/---

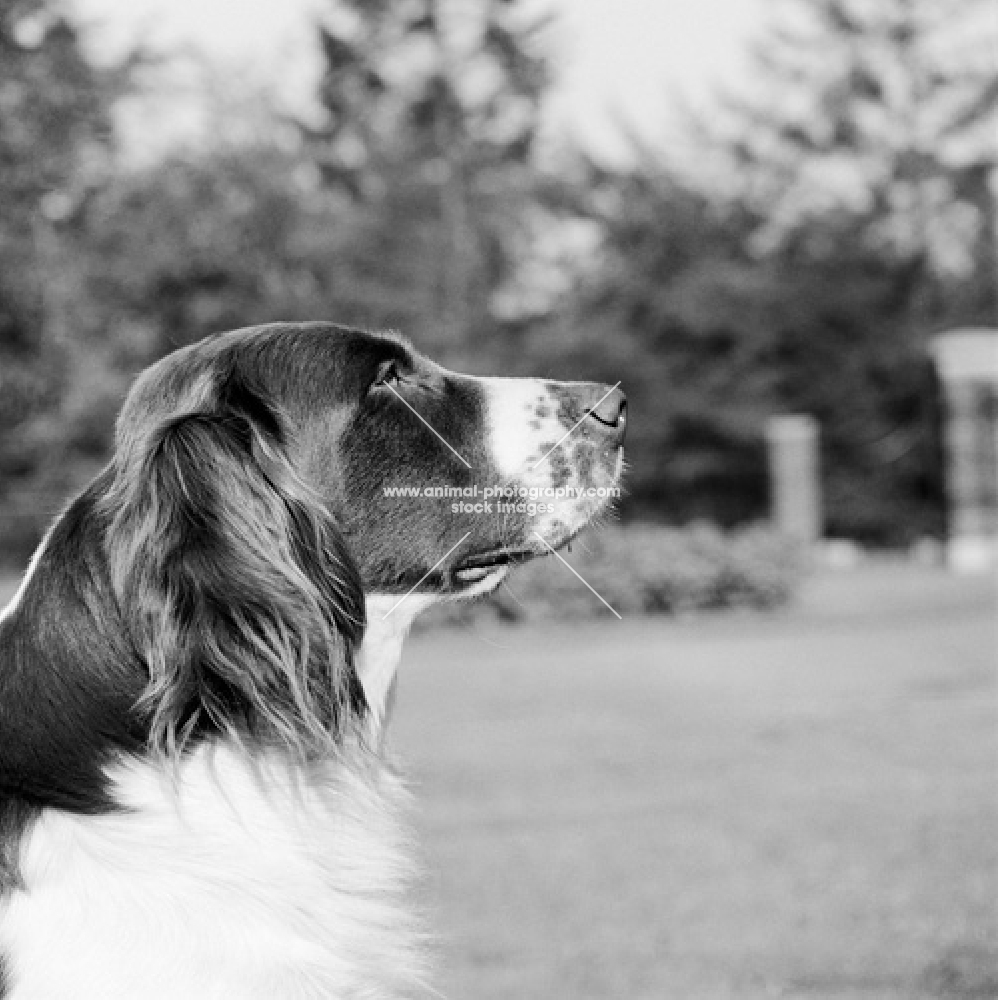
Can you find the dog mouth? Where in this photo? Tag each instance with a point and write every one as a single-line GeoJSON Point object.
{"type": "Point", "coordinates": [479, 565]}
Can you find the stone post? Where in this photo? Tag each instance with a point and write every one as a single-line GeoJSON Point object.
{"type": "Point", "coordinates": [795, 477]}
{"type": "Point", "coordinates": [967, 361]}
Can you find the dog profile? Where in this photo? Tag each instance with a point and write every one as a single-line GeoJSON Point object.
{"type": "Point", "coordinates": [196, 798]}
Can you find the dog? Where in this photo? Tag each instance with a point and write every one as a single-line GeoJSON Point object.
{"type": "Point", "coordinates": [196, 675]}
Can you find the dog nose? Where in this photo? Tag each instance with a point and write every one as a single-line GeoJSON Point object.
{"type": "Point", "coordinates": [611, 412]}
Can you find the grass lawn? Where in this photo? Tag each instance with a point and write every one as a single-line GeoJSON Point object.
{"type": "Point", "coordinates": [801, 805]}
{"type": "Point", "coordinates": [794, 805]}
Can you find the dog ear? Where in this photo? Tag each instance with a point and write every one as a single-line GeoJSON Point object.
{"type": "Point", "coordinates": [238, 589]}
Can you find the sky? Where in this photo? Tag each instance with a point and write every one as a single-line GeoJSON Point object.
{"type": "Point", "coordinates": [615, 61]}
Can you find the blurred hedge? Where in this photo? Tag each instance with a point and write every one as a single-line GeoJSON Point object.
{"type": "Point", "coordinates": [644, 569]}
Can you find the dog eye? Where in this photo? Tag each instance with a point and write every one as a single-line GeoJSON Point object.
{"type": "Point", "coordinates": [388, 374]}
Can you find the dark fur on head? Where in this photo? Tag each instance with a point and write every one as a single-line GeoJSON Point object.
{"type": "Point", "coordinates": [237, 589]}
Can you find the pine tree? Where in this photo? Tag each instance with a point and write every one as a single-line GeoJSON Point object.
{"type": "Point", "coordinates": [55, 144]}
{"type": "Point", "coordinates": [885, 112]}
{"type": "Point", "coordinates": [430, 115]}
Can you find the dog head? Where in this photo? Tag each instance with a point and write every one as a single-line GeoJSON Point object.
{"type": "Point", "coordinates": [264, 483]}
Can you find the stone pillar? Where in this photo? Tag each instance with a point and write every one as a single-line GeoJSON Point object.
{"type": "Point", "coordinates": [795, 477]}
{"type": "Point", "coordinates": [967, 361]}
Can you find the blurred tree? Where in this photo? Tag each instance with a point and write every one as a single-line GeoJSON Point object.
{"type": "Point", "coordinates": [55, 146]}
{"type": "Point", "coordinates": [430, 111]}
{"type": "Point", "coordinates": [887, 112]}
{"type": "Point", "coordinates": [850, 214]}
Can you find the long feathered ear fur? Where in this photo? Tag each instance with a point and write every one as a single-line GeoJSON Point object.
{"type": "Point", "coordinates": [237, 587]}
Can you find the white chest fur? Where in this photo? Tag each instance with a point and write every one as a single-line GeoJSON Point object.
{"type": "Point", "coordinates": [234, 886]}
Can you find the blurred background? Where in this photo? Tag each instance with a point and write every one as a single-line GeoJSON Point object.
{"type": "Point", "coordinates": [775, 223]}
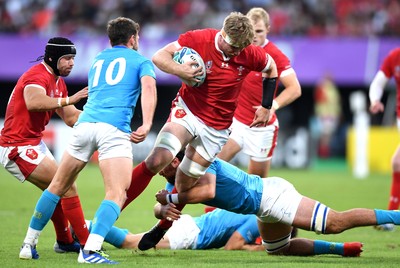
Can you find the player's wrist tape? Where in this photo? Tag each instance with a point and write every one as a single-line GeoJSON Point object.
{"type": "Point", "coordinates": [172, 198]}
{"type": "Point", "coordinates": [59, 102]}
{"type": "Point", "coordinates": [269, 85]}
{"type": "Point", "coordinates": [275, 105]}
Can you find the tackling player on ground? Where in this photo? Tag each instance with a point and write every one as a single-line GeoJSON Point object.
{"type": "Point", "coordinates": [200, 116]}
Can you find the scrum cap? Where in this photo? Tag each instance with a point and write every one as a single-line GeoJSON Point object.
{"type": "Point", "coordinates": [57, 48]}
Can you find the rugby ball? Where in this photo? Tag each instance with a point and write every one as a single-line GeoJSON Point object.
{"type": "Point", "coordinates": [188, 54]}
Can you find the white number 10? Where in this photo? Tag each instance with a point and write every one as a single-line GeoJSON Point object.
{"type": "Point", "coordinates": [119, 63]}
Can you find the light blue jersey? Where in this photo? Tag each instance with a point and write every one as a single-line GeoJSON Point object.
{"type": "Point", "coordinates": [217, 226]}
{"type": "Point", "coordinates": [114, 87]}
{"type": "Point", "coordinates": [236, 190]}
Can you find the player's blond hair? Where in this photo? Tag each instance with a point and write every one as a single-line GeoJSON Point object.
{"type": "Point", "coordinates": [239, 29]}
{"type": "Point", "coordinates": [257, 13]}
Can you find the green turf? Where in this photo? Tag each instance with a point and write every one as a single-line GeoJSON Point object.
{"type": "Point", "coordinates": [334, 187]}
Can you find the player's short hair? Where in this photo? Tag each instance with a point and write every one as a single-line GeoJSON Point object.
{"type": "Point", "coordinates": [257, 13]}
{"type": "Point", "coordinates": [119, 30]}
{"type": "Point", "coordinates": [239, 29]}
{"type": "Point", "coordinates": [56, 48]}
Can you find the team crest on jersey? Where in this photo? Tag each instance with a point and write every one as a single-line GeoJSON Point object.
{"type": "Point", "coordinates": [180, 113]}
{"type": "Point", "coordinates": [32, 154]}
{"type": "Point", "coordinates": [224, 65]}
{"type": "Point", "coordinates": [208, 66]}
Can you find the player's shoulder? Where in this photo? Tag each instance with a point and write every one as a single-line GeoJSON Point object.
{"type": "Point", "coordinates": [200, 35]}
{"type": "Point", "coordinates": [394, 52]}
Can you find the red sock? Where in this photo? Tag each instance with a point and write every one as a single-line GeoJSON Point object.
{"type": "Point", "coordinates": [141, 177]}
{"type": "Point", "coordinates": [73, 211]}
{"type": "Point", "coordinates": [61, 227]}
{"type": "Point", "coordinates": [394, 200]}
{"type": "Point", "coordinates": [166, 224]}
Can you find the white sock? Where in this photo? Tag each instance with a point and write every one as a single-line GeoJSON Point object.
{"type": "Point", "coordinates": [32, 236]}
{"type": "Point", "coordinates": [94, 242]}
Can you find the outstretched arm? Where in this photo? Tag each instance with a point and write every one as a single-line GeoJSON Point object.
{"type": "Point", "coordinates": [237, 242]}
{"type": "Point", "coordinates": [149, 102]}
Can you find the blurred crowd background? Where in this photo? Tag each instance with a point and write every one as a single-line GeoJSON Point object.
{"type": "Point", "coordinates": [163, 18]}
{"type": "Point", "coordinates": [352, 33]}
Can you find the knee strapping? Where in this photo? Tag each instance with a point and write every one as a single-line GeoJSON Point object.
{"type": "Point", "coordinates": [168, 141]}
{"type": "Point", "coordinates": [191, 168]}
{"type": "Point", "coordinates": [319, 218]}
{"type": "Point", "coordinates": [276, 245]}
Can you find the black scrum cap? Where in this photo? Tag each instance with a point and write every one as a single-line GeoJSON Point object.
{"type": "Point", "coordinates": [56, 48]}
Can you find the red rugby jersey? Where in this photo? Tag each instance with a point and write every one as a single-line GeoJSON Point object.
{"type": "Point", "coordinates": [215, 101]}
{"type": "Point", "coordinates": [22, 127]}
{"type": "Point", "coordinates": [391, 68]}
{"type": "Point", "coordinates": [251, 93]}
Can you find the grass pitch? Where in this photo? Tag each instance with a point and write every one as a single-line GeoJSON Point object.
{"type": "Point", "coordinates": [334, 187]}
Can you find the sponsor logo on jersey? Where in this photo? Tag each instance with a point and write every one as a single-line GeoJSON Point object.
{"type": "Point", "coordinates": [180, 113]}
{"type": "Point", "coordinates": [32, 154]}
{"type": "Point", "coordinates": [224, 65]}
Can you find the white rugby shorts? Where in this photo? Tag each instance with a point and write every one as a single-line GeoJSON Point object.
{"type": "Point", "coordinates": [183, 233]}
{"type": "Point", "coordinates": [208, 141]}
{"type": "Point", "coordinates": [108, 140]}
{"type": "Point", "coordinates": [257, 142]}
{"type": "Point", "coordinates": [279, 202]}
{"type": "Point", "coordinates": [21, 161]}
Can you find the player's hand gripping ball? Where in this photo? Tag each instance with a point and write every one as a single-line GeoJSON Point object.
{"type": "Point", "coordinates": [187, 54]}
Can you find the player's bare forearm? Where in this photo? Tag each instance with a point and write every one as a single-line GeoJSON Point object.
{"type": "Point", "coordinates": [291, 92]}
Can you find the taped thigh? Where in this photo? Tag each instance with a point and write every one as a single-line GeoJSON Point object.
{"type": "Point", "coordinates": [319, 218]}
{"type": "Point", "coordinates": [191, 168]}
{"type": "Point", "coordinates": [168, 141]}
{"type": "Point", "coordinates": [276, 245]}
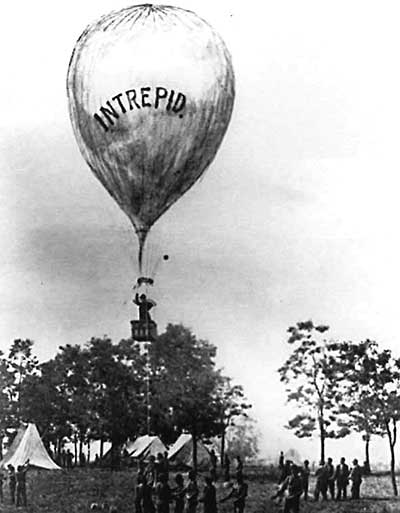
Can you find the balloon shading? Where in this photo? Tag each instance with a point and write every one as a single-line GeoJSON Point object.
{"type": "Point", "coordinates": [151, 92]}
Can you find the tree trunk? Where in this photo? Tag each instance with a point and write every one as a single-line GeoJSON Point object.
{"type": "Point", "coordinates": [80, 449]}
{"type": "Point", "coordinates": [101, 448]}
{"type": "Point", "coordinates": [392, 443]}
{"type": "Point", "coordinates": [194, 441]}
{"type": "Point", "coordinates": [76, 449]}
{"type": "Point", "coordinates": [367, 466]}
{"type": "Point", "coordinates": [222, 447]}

\---

Once you find the line containing "Can you find the taped", transcribe it and each line after it to the end of the records exactly, and leave out the pictures.

REPLY TO THE TASK:
Can you find the taped thigh? Where in this photo? Tag each instance with a point and write every one as a single-line GeoJSON Point object.
{"type": "Point", "coordinates": [319, 218]}
{"type": "Point", "coordinates": [191, 168]}
{"type": "Point", "coordinates": [168, 141]}
{"type": "Point", "coordinates": [276, 245]}
Can you find the balloon shading? Where in this photo? Tag each instance with a point and write every one as a single-line GeoJSON Point object.
{"type": "Point", "coordinates": [151, 92]}
Can you find the tree trunk? Where in this photo? Tag each instance with a point and write every one as a single-line GeoJSON Point object.
{"type": "Point", "coordinates": [80, 449]}
{"type": "Point", "coordinates": [101, 448]}
{"type": "Point", "coordinates": [392, 443]}
{"type": "Point", "coordinates": [194, 441]}
{"type": "Point", "coordinates": [76, 449]}
{"type": "Point", "coordinates": [367, 466]}
{"type": "Point", "coordinates": [222, 447]}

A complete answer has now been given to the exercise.